Starting at the line that contains "instance of the sky", transcribe every remaining line of the entries exactly, including the last one.

|---|

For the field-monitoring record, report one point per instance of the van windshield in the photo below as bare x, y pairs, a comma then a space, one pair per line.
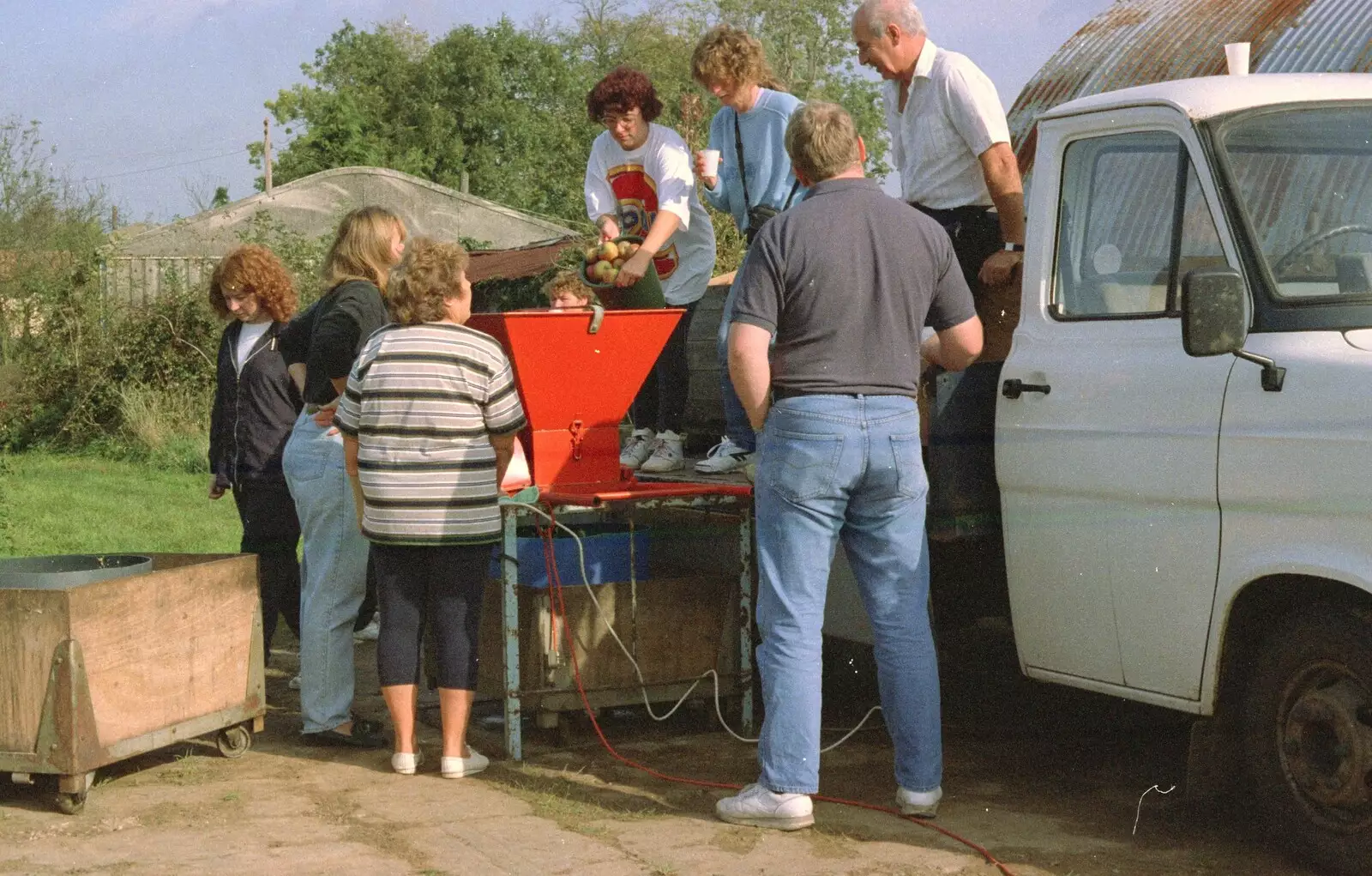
1303, 178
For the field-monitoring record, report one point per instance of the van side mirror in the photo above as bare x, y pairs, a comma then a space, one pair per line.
1214, 320
1214, 317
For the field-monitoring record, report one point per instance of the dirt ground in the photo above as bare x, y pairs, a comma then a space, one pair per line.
1047, 779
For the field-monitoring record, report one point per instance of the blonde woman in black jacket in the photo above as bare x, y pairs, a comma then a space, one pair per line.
256, 404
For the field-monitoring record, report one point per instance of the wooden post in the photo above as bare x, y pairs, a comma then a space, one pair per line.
267, 154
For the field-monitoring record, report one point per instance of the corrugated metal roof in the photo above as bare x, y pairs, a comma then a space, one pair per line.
1140, 41
313, 205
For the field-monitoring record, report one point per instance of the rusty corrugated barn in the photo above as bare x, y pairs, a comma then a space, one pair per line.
1142, 41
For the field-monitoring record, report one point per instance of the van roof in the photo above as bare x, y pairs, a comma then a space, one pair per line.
1216, 95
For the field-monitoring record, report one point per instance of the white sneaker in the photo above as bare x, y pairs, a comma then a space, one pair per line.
405, 764
456, 768
370, 631
667, 455
759, 807
918, 803
637, 450
724, 457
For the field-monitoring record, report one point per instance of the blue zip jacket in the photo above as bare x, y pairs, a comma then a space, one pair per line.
770, 178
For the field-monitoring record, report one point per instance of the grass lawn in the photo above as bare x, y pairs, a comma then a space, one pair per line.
73, 504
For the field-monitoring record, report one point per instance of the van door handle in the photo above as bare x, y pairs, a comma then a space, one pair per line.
1015, 388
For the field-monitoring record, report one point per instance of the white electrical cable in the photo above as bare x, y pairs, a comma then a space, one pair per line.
642, 684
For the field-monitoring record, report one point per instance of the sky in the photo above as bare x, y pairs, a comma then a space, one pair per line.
155, 100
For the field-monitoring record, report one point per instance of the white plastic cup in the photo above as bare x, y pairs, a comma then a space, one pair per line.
711, 162
1237, 55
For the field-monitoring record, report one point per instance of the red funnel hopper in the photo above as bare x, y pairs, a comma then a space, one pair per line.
576, 381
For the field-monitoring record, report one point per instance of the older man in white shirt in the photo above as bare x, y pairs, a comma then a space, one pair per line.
950, 139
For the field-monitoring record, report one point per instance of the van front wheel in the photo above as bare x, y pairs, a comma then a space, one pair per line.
1308, 736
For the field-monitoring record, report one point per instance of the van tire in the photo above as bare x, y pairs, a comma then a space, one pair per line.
1308, 736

|---|

TASK RESULT
For the field-monitoring record, report one point per instance of the sky in the photo above as bare x, y pairs, a comma then a space, one pair per line.
155, 100
For the field-monitoring record, report one point per instance of the white plastic cup in the photo above as bare x, y pairs, a comma then a space, one pair per line.
711, 162
1237, 55
For the field-monitoring record, report one point per instance of the red funnel hopper in the photo above as bare x, y pairs, a comma then a space, one pair per line.
576, 381
For the field-monitoring record, report one point per instance of the older man in white shirt in the photo above as bare x, y pairs, a comma then a space, one pair per line.
950, 139
For the field-monitoring record, report one point per instance of the van front wheel in the photo above as bare x, y pairs, a comma then a space, one pair per line.
1308, 736
For the field-monitoring record, report one point per instance of the van tire in the photo above as bare x, y pairs, a comma then a space, one pair per line.
1308, 736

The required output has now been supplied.